───── RAW DATA ─────

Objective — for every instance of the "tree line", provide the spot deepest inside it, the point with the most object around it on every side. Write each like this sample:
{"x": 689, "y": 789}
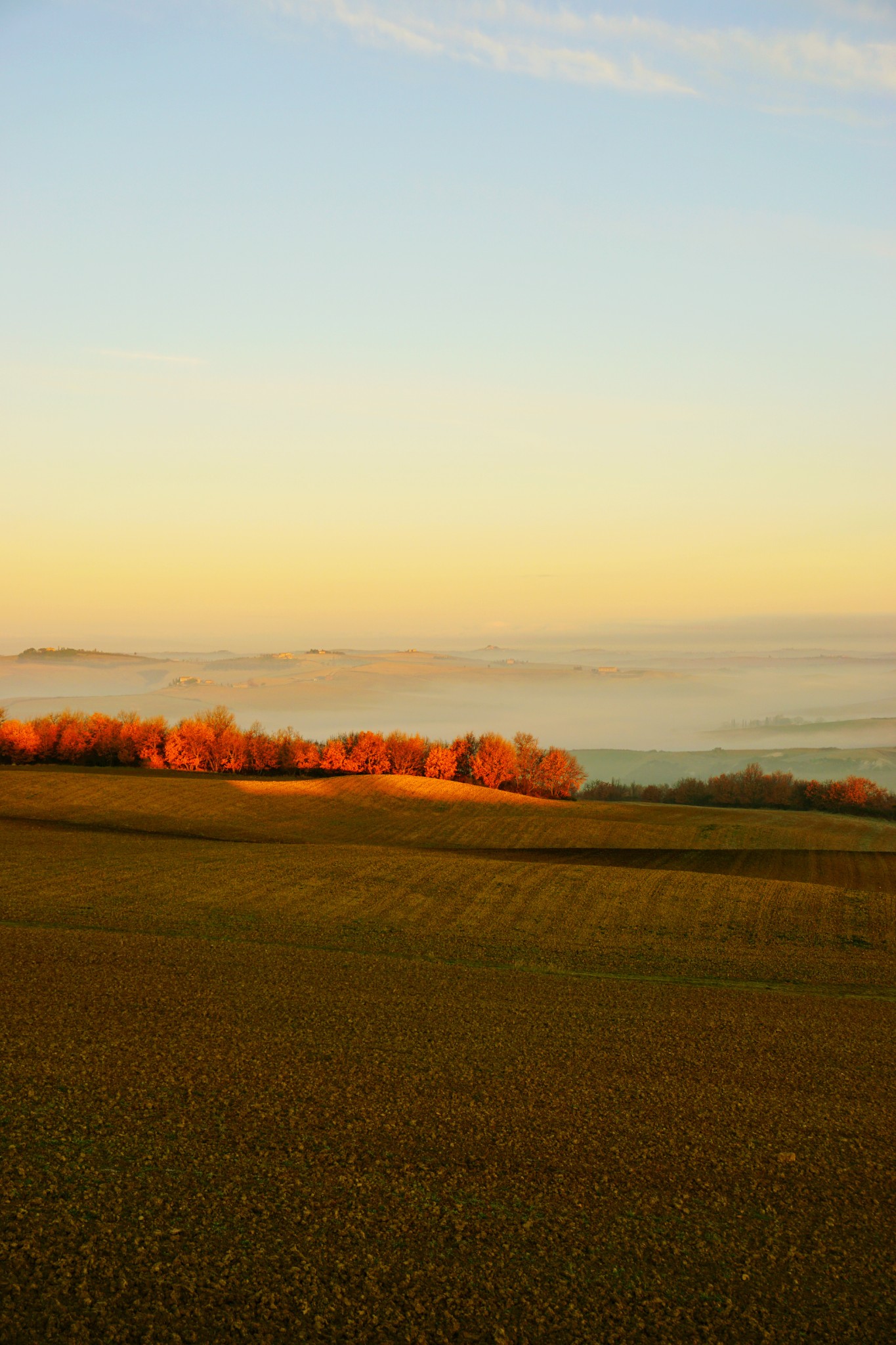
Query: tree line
{"x": 214, "y": 743}
{"x": 753, "y": 789}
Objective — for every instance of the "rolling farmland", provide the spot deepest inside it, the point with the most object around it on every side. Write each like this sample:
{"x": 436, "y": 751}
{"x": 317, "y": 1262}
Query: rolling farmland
{"x": 396, "y": 1059}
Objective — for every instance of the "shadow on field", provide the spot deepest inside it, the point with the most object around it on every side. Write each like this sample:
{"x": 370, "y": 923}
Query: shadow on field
{"x": 870, "y": 870}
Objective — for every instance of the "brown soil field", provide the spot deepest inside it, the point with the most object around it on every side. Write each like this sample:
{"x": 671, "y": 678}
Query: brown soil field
{"x": 393, "y": 1061}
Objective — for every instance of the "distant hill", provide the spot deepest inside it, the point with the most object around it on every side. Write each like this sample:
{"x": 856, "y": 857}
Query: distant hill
{"x": 878, "y": 764}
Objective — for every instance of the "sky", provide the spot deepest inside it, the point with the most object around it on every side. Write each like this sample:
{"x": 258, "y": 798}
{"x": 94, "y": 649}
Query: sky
{"x": 328, "y": 319}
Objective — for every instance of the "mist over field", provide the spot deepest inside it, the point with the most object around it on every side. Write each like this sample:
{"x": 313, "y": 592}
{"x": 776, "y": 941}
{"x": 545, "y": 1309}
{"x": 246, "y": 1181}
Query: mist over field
{"x": 687, "y": 689}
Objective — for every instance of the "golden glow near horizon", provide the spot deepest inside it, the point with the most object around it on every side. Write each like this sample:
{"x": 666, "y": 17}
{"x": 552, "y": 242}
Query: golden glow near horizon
{"x": 322, "y": 351}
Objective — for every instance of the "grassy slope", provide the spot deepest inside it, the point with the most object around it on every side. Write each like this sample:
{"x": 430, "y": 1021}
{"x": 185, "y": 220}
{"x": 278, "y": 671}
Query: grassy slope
{"x": 244, "y": 1091}
{"x": 398, "y": 810}
{"x": 370, "y": 881}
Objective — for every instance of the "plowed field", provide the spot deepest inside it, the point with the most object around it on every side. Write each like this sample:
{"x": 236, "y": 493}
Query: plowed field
{"x": 435, "y": 1067}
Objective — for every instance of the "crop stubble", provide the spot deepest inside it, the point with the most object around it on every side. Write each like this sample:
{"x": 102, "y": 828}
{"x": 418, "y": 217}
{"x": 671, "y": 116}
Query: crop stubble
{"x": 214, "y": 1130}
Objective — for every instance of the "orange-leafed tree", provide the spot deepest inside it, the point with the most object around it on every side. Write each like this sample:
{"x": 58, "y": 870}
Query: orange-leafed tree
{"x": 855, "y": 794}
{"x": 296, "y": 752}
{"x": 333, "y": 755}
{"x": 75, "y": 739}
{"x": 367, "y": 753}
{"x": 19, "y": 741}
{"x": 408, "y": 753}
{"x": 47, "y": 731}
{"x": 495, "y": 763}
{"x": 261, "y": 752}
{"x": 441, "y": 763}
{"x": 561, "y": 776}
{"x": 528, "y": 763}
{"x": 465, "y": 749}
{"x": 209, "y": 741}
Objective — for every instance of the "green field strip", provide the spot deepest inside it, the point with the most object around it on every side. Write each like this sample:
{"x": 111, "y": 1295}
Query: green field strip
{"x": 885, "y": 994}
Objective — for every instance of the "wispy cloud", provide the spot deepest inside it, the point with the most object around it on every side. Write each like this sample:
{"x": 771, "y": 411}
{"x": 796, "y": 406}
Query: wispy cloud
{"x": 151, "y": 355}
{"x": 641, "y": 54}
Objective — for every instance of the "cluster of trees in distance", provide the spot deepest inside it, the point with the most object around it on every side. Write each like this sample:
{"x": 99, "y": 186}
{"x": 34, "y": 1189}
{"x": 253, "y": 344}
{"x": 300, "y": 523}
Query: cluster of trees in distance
{"x": 753, "y": 789}
{"x": 213, "y": 741}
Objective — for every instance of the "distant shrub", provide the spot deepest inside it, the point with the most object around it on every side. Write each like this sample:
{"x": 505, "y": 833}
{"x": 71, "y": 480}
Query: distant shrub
{"x": 213, "y": 741}
{"x": 753, "y": 789}
{"x": 441, "y": 763}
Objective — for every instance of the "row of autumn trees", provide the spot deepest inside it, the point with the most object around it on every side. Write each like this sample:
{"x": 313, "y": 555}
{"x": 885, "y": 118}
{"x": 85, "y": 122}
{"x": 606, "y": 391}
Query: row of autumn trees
{"x": 753, "y": 789}
{"x": 213, "y": 741}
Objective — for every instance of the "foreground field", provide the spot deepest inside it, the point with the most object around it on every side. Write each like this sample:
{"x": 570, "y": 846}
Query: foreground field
{"x": 367, "y": 1083}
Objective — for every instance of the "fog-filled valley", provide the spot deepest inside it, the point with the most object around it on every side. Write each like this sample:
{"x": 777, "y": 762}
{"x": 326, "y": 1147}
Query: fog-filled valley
{"x": 647, "y": 708}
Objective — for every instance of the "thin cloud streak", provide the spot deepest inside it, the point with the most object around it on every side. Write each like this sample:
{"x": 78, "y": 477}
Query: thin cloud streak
{"x": 624, "y": 51}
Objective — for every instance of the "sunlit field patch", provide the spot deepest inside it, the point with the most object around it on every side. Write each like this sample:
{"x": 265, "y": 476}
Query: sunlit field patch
{"x": 327, "y": 1060}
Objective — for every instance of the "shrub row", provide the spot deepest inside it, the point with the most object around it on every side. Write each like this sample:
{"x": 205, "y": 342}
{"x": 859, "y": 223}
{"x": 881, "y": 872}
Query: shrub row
{"x": 213, "y": 741}
{"x": 753, "y": 789}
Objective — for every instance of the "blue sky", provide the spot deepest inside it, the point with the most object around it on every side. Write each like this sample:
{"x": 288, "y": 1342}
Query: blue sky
{"x": 351, "y": 318}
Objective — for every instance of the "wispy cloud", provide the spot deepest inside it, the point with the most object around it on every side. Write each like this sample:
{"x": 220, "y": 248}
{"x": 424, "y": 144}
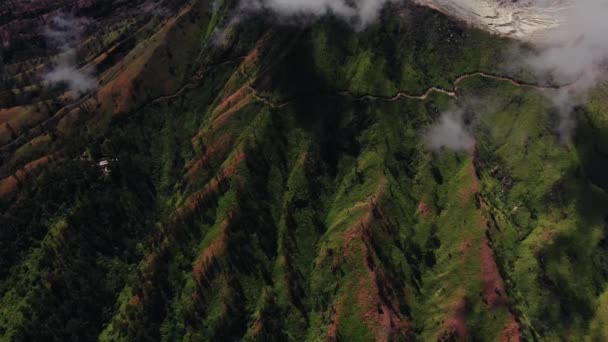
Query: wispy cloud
{"x": 450, "y": 132}
{"x": 576, "y": 53}
{"x": 65, "y": 32}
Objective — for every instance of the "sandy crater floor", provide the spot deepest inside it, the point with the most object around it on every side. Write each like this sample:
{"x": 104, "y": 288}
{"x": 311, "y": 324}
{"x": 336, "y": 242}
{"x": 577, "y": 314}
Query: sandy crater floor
{"x": 527, "y": 20}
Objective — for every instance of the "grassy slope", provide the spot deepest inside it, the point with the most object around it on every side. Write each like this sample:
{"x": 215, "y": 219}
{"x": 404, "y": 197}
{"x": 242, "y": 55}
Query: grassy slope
{"x": 325, "y": 218}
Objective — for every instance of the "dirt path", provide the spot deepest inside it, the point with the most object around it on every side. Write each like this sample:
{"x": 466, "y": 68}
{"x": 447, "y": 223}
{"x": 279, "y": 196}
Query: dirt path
{"x": 451, "y": 92}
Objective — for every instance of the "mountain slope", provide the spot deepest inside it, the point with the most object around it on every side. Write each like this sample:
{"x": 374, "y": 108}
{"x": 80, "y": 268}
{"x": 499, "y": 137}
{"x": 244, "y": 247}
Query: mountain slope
{"x": 280, "y": 187}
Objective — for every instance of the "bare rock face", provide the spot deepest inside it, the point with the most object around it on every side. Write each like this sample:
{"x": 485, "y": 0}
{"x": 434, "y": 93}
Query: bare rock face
{"x": 523, "y": 19}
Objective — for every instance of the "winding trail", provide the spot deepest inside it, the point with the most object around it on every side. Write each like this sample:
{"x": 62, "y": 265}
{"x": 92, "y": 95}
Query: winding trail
{"x": 454, "y": 91}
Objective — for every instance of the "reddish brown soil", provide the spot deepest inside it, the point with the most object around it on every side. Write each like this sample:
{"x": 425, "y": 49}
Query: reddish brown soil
{"x": 9, "y": 114}
{"x": 219, "y": 146}
{"x": 225, "y": 116}
{"x": 201, "y": 267}
{"x": 493, "y": 287}
{"x": 135, "y": 300}
{"x": 378, "y": 312}
{"x": 10, "y": 184}
{"x": 423, "y": 209}
{"x": 199, "y": 197}
{"x": 511, "y": 332}
{"x": 465, "y": 247}
{"x": 456, "y": 324}
{"x": 332, "y": 329}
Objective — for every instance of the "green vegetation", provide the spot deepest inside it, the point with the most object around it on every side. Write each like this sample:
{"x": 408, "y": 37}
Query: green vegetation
{"x": 264, "y": 202}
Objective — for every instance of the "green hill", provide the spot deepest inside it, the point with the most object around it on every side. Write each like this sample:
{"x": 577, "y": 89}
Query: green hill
{"x": 280, "y": 187}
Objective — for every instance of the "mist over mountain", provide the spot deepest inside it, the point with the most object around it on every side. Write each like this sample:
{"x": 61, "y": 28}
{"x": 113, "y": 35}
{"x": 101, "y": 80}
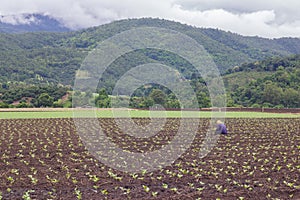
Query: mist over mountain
{"x": 30, "y": 23}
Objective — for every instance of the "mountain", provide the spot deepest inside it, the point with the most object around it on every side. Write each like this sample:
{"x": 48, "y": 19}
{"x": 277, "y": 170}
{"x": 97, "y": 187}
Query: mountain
{"x": 274, "y": 82}
{"x": 30, "y": 23}
{"x": 55, "y": 57}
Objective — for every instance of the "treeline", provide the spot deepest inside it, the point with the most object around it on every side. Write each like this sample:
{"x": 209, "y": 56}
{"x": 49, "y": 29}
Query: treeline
{"x": 279, "y": 90}
{"x": 21, "y": 95}
{"x": 279, "y": 87}
{"x": 36, "y": 58}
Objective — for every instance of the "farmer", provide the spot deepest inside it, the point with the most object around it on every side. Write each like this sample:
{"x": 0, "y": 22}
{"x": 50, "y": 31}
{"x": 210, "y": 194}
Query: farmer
{"x": 221, "y": 128}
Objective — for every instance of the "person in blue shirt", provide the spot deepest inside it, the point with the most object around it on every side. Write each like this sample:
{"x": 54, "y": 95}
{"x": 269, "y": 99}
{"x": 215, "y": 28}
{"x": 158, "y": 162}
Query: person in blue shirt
{"x": 221, "y": 128}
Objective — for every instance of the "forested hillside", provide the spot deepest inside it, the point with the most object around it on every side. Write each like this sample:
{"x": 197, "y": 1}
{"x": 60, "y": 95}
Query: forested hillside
{"x": 274, "y": 82}
{"x": 32, "y": 57}
{"x": 52, "y": 59}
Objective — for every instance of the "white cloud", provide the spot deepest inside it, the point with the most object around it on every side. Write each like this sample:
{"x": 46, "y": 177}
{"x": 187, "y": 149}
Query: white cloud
{"x": 268, "y": 18}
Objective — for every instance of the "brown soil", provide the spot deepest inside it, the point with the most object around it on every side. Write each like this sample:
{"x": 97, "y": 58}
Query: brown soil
{"x": 45, "y": 159}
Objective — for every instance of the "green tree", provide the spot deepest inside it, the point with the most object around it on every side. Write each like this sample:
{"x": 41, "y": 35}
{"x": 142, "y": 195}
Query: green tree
{"x": 291, "y": 98}
{"x": 272, "y": 94}
{"x": 158, "y": 96}
{"x": 45, "y": 100}
{"x": 103, "y": 100}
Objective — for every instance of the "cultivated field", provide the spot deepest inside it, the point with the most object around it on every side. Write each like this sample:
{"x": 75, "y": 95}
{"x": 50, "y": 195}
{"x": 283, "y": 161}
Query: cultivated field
{"x": 45, "y": 159}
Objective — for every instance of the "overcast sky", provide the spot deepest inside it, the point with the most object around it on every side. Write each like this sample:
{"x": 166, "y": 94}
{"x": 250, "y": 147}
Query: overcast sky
{"x": 266, "y": 18}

─────

* _STATED GOAL_: How many lines of the listing above contain the string "sunlit"? Give only the number.

* _SOLUTION TO THIS EXERCISE_: 2